* **Exercise material**
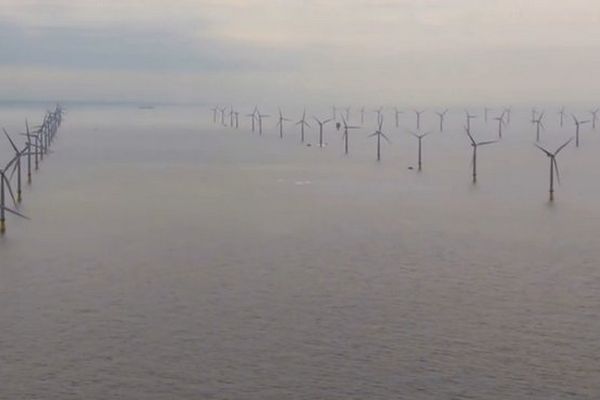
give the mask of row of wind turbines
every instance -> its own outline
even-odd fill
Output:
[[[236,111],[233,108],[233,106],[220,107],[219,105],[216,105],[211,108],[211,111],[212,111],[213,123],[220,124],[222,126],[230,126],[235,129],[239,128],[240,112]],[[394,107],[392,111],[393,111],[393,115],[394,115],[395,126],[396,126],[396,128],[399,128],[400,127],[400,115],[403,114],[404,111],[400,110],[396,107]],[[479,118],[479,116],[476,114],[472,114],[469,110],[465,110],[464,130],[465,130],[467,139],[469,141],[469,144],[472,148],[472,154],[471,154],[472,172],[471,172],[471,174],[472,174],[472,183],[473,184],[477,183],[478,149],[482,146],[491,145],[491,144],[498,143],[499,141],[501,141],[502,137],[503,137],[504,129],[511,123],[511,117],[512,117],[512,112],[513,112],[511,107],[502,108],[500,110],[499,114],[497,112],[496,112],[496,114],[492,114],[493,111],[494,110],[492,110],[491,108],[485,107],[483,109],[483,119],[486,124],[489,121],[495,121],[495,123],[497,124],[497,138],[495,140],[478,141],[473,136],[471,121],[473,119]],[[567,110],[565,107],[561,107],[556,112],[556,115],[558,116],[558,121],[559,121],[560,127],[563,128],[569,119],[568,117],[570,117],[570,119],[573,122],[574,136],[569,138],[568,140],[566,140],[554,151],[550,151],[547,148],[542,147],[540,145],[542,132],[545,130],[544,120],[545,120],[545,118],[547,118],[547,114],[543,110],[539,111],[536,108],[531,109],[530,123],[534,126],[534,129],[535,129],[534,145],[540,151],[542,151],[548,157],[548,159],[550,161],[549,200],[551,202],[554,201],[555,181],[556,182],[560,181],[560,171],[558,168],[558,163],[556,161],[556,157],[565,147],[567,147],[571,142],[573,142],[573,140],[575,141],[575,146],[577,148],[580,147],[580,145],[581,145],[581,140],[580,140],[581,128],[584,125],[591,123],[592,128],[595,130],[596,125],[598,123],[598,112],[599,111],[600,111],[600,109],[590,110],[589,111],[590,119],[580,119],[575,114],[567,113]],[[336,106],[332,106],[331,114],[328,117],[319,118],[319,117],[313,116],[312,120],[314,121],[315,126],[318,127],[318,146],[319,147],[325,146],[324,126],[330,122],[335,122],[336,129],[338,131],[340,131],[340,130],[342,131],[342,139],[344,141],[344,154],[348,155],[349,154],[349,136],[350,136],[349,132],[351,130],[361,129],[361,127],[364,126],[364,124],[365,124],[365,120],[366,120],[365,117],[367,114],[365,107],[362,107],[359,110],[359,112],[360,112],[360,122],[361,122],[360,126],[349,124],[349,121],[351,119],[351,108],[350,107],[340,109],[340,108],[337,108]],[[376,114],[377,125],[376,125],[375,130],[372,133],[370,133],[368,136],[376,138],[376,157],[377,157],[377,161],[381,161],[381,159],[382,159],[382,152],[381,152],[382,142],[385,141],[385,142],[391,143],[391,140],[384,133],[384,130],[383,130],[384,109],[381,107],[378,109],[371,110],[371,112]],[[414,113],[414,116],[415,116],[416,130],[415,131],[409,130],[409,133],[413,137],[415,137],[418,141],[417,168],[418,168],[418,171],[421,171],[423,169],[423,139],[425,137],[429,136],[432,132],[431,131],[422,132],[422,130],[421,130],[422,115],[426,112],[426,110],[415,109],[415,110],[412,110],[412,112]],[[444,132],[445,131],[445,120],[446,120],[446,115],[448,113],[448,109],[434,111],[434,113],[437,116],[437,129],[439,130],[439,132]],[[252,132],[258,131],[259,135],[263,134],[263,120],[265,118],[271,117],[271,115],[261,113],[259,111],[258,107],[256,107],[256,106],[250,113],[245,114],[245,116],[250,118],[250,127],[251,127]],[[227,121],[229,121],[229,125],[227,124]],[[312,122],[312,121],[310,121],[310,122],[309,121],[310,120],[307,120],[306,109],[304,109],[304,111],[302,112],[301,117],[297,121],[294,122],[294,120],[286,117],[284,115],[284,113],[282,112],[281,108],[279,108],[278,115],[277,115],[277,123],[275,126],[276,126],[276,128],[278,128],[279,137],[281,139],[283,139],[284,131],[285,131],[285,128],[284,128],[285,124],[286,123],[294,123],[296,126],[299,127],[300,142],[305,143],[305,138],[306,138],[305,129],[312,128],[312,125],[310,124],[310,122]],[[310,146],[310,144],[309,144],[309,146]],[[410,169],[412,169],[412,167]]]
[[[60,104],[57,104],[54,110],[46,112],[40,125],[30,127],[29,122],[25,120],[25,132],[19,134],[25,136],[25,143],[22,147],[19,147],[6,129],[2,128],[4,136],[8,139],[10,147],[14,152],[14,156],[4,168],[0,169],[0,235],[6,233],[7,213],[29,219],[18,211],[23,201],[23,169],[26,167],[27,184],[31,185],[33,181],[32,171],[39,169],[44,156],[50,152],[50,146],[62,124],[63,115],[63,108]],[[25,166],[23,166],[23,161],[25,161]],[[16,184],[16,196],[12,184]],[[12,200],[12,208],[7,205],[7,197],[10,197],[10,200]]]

--

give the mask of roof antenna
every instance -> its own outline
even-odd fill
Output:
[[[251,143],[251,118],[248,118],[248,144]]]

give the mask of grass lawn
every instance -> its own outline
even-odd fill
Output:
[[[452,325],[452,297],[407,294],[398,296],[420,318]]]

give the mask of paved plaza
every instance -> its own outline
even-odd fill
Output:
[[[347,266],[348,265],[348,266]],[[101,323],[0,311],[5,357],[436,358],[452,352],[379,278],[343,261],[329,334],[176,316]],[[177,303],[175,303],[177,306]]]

...

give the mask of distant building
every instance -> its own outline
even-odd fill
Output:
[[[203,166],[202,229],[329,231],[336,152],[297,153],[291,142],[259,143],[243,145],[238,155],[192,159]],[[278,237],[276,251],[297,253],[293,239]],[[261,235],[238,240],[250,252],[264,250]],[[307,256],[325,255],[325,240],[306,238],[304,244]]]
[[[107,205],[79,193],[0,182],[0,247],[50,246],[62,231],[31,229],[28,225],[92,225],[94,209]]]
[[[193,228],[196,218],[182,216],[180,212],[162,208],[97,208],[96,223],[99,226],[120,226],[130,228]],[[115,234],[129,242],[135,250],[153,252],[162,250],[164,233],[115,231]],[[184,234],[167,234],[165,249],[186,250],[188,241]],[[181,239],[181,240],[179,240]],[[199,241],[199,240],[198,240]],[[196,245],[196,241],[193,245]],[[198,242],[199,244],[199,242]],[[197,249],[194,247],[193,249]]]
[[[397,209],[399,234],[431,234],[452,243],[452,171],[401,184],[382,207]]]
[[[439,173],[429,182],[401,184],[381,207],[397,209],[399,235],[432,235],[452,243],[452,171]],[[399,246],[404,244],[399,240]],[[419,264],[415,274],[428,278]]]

* **What you have to do**
Pick out every line in the data above that contains the word "mask" and copy each of those lines.

* **Exercise response**
give the mask of row of wind turbines
give the mask of roof antenna
give the mask of grass lawn
give the mask of paved plaza
give the mask of distant building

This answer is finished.